▶ [Stated task]
Return every line of the records below verbatim, leaving out the pictures.

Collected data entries
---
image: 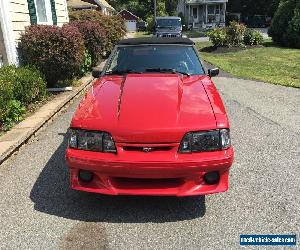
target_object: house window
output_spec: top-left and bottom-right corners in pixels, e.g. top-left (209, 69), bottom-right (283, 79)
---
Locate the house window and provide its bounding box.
top-left (207, 4), bottom-right (216, 23)
top-left (207, 5), bottom-right (216, 15)
top-left (35, 0), bottom-right (53, 25)
top-left (193, 8), bottom-right (198, 19)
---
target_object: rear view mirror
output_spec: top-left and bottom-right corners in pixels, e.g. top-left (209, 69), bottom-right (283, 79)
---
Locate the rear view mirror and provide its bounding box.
top-left (92, 67), bottom-right (102, 78)
top-left (208, 68), bottom-right (220, 77)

▶ [Solution for this problem]
---
image: 
target_object: house window
output_spec: top-left and bottom-right corners in pixels, e.g. top-left (209, 69), bottom-right (283, 79)
---
Locate the house window and provide its bounding box.
top-left (207, 4), bottom-right (216, 23)
top-left (207, 5), bottom-right (216, 15)
top-left (35, 0), bottom-right (53, 25)
top-left (193, 8), bottom-right (198, 19)
---
target_object: rear view mirror
output_spec: top-left and bottom-right corners in pixels, e.g. top-left (209, 69), bottom-right (283, 79)
---
Locate the rear view mirror and provide its bounding box.
top-left (92, 67), bottom-right (102, 78)
top-left (208, 68), bottom-right (220, 77)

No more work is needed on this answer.